*** Opening of INPUT DATA ***

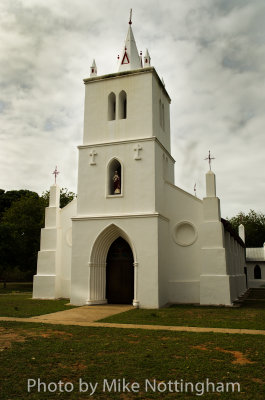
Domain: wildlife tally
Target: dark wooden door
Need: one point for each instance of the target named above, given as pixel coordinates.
(120, 273)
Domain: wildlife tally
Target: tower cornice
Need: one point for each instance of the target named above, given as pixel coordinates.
(124, 74)
(120, 142)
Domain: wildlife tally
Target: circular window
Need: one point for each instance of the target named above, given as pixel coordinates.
(184, 233)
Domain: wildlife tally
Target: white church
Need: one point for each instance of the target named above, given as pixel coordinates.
(131, 236)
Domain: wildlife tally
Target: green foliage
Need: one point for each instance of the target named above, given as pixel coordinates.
(22, 215)
(7, 198)
(65, 197)
(22, 221)
(254, 223)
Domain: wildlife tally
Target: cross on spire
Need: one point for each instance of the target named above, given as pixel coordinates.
(195, 190)
(55, 173)
(209, 158)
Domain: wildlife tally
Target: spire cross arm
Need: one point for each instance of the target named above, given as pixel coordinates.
(209, 158)
(55, 173)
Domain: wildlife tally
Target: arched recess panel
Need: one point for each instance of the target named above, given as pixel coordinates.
(122, 105)
(257, 272)
(120, 273)
(111, 106)
(114, 175)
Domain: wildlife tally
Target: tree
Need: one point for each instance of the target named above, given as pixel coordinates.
(22, 215)
(254, 223)
(6, 251)
(65, 197)
(7, 198)
(23, 220)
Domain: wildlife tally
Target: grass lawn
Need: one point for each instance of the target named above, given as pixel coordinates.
(250, 316)
(67, 354)
(22, 306)
(16, 287)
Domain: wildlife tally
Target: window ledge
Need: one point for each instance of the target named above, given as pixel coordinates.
(113, 196)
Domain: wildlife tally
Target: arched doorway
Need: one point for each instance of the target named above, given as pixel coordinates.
(120, 273)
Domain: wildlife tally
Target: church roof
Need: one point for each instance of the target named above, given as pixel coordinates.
(255, 254)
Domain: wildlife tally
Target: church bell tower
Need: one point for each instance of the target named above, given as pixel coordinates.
(124, 157)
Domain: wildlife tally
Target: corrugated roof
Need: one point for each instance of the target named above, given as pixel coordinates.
(255, 254)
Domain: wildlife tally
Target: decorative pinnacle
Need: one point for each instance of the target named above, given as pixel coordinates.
(209, 158)
(55, 173)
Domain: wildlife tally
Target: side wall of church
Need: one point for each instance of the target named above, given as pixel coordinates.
(235, 259)
(252, 282)
(184, 249)
(66, 231)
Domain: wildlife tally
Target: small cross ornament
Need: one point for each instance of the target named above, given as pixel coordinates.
(209, 158)
(55, 173)
(137, 150)
(93, 155)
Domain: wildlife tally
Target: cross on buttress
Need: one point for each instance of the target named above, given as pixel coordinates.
(209, 158)
(137, 149)
(93, 155)
(195, 190)
(55, 173)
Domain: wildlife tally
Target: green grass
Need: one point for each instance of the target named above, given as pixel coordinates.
(250, 316)
(23, 306)
(67, 353)
(16, 287)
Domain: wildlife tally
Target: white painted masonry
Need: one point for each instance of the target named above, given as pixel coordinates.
(182, 249)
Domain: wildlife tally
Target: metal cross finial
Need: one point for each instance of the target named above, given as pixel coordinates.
(55, 173)
(209, 158)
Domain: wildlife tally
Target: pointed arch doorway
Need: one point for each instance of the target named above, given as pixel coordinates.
(120, 273)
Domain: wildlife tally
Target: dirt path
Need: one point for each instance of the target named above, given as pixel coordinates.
(87, 315)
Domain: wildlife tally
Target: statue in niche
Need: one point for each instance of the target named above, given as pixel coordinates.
(116, 183)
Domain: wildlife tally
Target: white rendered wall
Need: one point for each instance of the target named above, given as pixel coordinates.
(67, 213)
(46, 283)
(252, 282)
(138, 180)
(142, 237)
(141, 107)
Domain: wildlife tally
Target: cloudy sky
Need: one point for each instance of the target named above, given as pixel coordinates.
(210, 53)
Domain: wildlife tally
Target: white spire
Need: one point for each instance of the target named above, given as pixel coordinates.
(93, 69)
(129, 58)
(147, 59)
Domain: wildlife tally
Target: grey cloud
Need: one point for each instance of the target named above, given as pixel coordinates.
(210, 54)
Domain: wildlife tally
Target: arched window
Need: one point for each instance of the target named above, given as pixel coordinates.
(163, 117)
(257, 272)
(161, 114)
(122, 105)
(111, 106)
(114, 178)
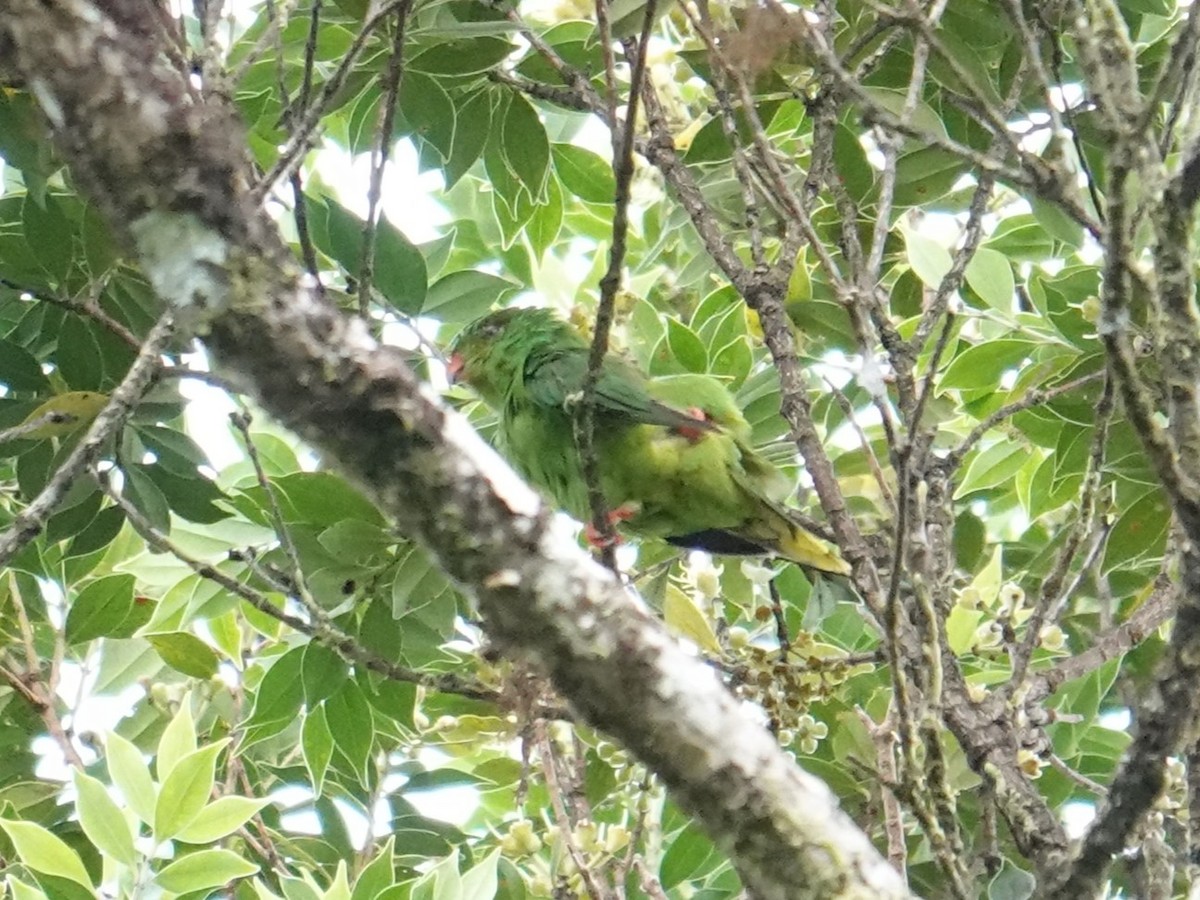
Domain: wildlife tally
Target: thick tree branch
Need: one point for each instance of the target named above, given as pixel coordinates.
(168, 171)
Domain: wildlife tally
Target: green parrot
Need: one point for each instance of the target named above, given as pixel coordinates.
(673, 454)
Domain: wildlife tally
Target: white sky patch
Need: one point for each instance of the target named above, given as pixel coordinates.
(408, 196)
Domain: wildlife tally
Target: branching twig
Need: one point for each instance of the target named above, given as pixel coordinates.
(33, 519)
(623, 173)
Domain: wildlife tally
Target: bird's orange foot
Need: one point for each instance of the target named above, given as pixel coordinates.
(622, 514)
(693, 433)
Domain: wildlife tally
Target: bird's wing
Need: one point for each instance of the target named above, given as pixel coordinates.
(556, 378)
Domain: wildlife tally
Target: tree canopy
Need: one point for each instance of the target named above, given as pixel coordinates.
(329, 646)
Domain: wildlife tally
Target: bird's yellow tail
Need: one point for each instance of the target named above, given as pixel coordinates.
(799, 545)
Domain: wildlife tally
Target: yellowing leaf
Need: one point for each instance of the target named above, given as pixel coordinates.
(43, 851)
(685, 619)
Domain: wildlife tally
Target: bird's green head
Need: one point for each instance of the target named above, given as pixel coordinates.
(491, 353)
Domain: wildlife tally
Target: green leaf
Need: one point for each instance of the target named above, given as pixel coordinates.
(144, 495)
(21, 891)
(928, 258)
(853, 168)
(1139, 532)
(462, 57)
(221, 817)
(983, 365)
(480, 881)
(1012, 883)
(131, 775)
(960, 628)
(351, 723)
(204, 869)
(185, 791)
(323, 672)
(100, 609)
(46, 852)
(466, 295)
(427, 112)
(994, 466)
(317, 745)
(683, 617)
(687, 347)
(178, 739)
(185, 653)
(583, 173)
(990, 275)
(399, 265)
(19, 370)
(526, 145)
(102, 820)
(546, 221)
(78, 355)
(355, 540)
(471, 133)
(684, 856)
(378, 874)
(279, 695)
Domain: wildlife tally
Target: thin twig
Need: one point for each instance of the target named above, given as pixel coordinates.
(31, 520)
(379, 154)
(623, 174)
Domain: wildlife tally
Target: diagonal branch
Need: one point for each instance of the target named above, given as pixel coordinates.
(211, 252)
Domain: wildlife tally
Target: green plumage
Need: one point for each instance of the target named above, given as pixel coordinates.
(672, 453)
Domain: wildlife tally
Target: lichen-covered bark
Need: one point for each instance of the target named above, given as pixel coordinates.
(168, 169)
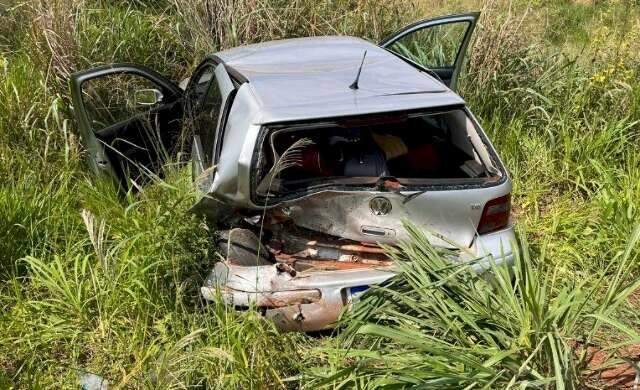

*** Close of INPUT DATA ***

Reproduce every line in the records above that contains the word "doorway".

Target: arched doorway
Target: pointed arch doorway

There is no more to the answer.